> _PROBLEM_
Extract the text of each entry below exactly, leaving every image behind.

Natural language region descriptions
= = = = = = =
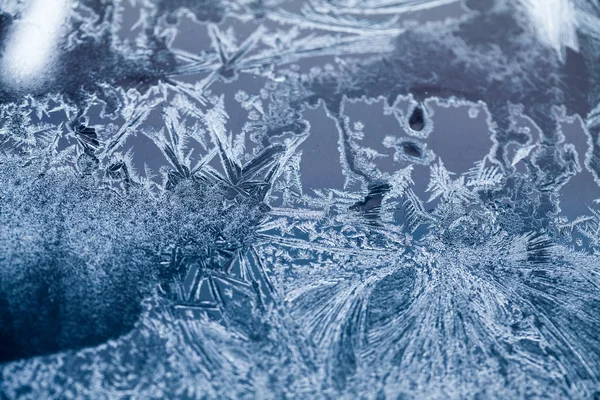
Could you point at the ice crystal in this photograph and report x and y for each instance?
(317, 199)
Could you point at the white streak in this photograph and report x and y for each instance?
(32, 40)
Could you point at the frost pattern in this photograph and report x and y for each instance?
(320, 199)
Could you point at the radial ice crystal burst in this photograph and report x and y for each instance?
(377, 199)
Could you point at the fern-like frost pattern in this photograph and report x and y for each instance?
(300, 199)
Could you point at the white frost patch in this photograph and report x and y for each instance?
(554, 23)
(32, 41)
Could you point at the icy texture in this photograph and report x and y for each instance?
(281, 199)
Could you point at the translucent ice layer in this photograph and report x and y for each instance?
= = = = = = =
> _TASK OUTPUT_
Could you point at the ice crystal in this photograph and report x and y for each instance?
(317, 199)
Could you point at the white streak in this photograph and report x and y for each instance?
(32, 40)
Could you point at the frost pattern in this photograph and report x and y for each instance?
(320, 199)
Could you point at the radial ice crystal burst in this photograph and report x and y for each instance?
(377, 199)
Could you point at the fern-like frost pattern in this photograph and report x and y for each instance?
(300, 199)
Could you point at the white frost patch in this photograph and report x and y for each instance?
(554, 23)
(32, 41)
Could you point at the icy texture in this photograph and report x and y for each instance?
(281, 199)
Could you point at the translucent ice layer in this photograph and report x and y for each instance?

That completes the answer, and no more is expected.